### Exercise
Count up every line of the data in which "truck" occurs. The reply is one number and nothing more.
========================
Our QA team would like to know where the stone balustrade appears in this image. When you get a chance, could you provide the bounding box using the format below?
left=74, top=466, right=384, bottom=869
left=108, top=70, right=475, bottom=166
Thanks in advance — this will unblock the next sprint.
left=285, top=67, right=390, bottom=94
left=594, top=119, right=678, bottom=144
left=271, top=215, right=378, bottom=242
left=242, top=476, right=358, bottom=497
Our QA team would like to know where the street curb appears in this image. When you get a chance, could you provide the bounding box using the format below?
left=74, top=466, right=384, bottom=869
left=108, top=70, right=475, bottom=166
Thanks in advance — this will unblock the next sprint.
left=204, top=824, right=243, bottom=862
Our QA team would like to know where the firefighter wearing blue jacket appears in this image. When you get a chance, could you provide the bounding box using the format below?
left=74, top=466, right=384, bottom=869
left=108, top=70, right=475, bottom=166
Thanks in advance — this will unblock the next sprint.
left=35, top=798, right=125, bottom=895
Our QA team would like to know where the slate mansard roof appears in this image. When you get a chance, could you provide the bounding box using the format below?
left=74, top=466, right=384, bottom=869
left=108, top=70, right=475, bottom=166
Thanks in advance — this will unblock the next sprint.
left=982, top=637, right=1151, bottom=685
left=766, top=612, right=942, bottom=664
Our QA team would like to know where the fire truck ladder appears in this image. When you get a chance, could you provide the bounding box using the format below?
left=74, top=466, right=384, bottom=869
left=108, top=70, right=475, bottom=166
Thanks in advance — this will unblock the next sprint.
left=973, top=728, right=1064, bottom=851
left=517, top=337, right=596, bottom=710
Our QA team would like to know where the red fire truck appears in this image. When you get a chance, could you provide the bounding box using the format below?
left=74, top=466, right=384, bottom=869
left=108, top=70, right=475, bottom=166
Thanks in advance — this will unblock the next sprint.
========================
### Finished exercise
2